Task set »
(a) List each human preference that the book review says Dutton traces to evolution, along with the origin given for it.
(b) Copy the book review word for word, from "It has been" to "of sexual selection.".

Text segment »
Book Reviews

The Art Instinct

 

Reviewed by Steve Holladay

It has been a year since Denis Dutton published The Art Instinct: Beauty, Pleasure, and Human Evolution, and since that time the book has continued to receive attention, both by art specialists and the public at large. In Art Instinct Dutton, a professor of the philosophy of art at the University of Canterbury, in New Zealand, and founder and editor of the website, Arts & Letters Daily, attempts to explore art, its history and meaning, through the lens of evolutionary science. Dutton’s basic thesis is that our natural artistic preferences are rooted in evolutionary developments of the Pleistocene age. Our preference for landscape comes from our survival instinct. Our delight in storytelling is a Darwinian adaptation. Our respect for language, a result of sexual selection.

Dataset content »

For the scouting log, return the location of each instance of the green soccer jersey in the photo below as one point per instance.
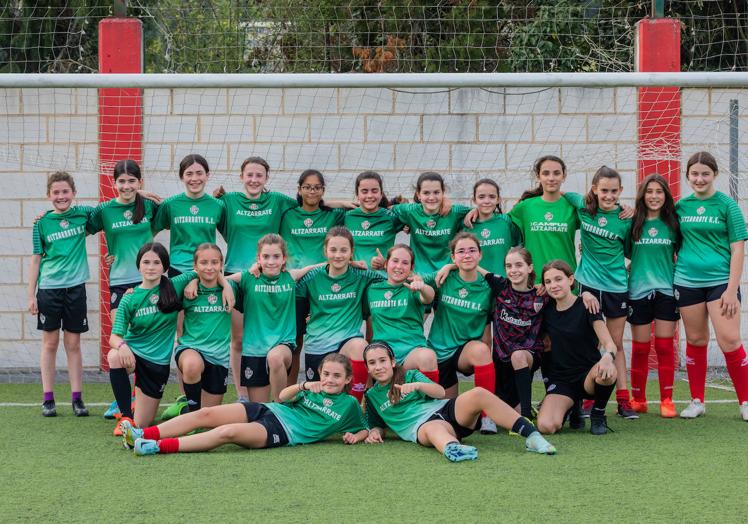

Exercise answers »
(a)
- Preference for landscape: our survival instinct
- Delight in storytelling: a Darwinian adaptation
- Respect for language: sexual selection

(b)
It has been a year since Denis Dutton published The Art Instinct: Beauty, Pleasure, and Human Evolution, and since that time the book has continued to receive attention, both by art specialists and the public at large. In Art Instinct Dutton, a professor of the philosophy of art at the University of Canterbury, in New Zealand, and founder and editor of the website, Arts & Letters Daily, attempts to explore art, its history and meaning, through the lens of evolutionary science. Dutton’s basic thesis is that our natural artistic preferences are rooted in evolutionary developments of the Pleistocene age. Our preference for landscape comes from our survival instinct. Our delight in storytelling is a Darwinian adaptation. Our respect for language, a result of sexual selection.